Task
Quote the listing below in its entirety.

————

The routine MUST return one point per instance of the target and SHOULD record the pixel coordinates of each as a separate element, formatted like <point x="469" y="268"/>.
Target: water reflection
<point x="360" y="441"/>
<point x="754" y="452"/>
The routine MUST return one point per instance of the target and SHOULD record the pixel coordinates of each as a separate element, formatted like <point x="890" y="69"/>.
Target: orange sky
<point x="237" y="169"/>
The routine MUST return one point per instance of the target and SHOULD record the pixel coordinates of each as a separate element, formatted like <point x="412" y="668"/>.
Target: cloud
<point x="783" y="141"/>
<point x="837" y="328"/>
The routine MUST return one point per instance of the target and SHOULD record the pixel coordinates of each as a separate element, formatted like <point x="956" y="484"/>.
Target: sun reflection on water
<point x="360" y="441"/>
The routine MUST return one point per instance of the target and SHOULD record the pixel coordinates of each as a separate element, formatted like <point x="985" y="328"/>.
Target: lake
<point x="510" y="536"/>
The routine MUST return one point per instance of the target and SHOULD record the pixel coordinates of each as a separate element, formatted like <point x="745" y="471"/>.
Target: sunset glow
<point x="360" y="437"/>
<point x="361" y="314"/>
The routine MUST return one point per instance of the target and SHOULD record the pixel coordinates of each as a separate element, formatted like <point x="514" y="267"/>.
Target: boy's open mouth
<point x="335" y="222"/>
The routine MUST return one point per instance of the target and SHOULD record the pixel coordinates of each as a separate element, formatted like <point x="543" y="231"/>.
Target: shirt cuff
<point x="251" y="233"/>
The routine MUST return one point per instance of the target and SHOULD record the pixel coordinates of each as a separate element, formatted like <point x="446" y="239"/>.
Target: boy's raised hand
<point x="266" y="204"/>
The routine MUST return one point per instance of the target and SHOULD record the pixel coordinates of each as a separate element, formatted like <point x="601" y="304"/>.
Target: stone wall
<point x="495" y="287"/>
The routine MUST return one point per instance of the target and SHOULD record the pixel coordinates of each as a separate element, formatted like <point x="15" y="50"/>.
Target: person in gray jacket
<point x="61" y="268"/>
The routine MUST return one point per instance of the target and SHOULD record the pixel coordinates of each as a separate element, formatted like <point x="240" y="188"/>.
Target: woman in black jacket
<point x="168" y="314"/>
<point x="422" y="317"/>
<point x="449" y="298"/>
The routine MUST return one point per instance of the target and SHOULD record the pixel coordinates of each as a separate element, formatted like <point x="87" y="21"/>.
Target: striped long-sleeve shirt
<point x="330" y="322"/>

————

Exercise response
The routine MUST return one point per instance of the target and SHOULD record the pixel coordinates of each as a separate element, formatted like <point x="469" y="268"/>.
Target: water reflection
<point x="360" y="441"/>
<point x="754" y="452"/>
The routine MUST return one point per instance of the target and SHOULD record the pixel coordinates of each as a separate element, formatted like <point x="890" y="69"/>.
Target: orange sky
<point x="237" y="169"/>
The routine MUST return one point per instance of the target and SHOULD record the pixel coordinates of each as a separate element, formatted like <point x="412" y="668"/>.
Target: cloud
<point x="783" y="141"/>
<point x="837" y="328"/>
The routine MUST return one point per instance of the target and SHOULD record the pixel coordinates of each as a separate element, formatted like <point x="956" y="484"/>.
Target: sun reflection on water
<point x="360" y="441"/>
The routine MUST return one point per instance of the target and SHOULD record the pixel coordinates of each as a separate element, formatted like <point x="985" y="328"/>.
Target: lake
<point x="510" y="536"/>
The routine MUST return one point per instance of the target and SHOULD record the pixel coordinates of each as a separate element, formatted like <point x="745" y="471"/>.
Target: sunset glow
<point x="360" y="437"/>
<point x="361" y="314"/>
The routine MUST return one point per instance of the target and SHOULD record the pixel coordinates of each as a separate element, formatted like <point x="514" y="267"/>.
Target: boy's open mouth
<point x="335" y="222"/>
The routine MUST return one point per instance of the target and SHOULD record the pixel coordinates of each as a separate element, formatted like <point x="543" y="231"/>.
Target: shirt cuff
<point x="251" y="233"/>
The routine MUST return one point per instance of the target and SHOULD record the pixel coordinates of each as a separate element, formatted like <point x="446" y="239"/>.
Target: boy's raised hand
<point x="266" y="204"/>
The routine MUST return one point per instance of the target and SHOULD record the pixel coordinates of each as a separate element, formatted like <point x="601" y="304"/>.
Target: stone wall
<point x="495" y="287"/>
The routine MUST return one point per instance of the target and SHOULD record the pixel coordinates of each as a separate element, formatted like <point x="15" y="50"/>.
Target: person in gray jacket
<point x="61" y="268"/>
The routine MUST return one point per instance of the target and SHOULD record the pixel coordinates of each as a separate element, formatted like <point x="240" y="188"/>.
Target: woman in black jacket
<point x="168" y="314"/>
<point x="422" y="317"/>
<point x="449" y="298"/>
The routine MUST return one point per instance of the target and SHOULD record the pixel coordinates of each as a separate element, formatted like <point x="87" y="21"/>.
Target: striped long-sleeve shirt
<point x="330" y="322"/>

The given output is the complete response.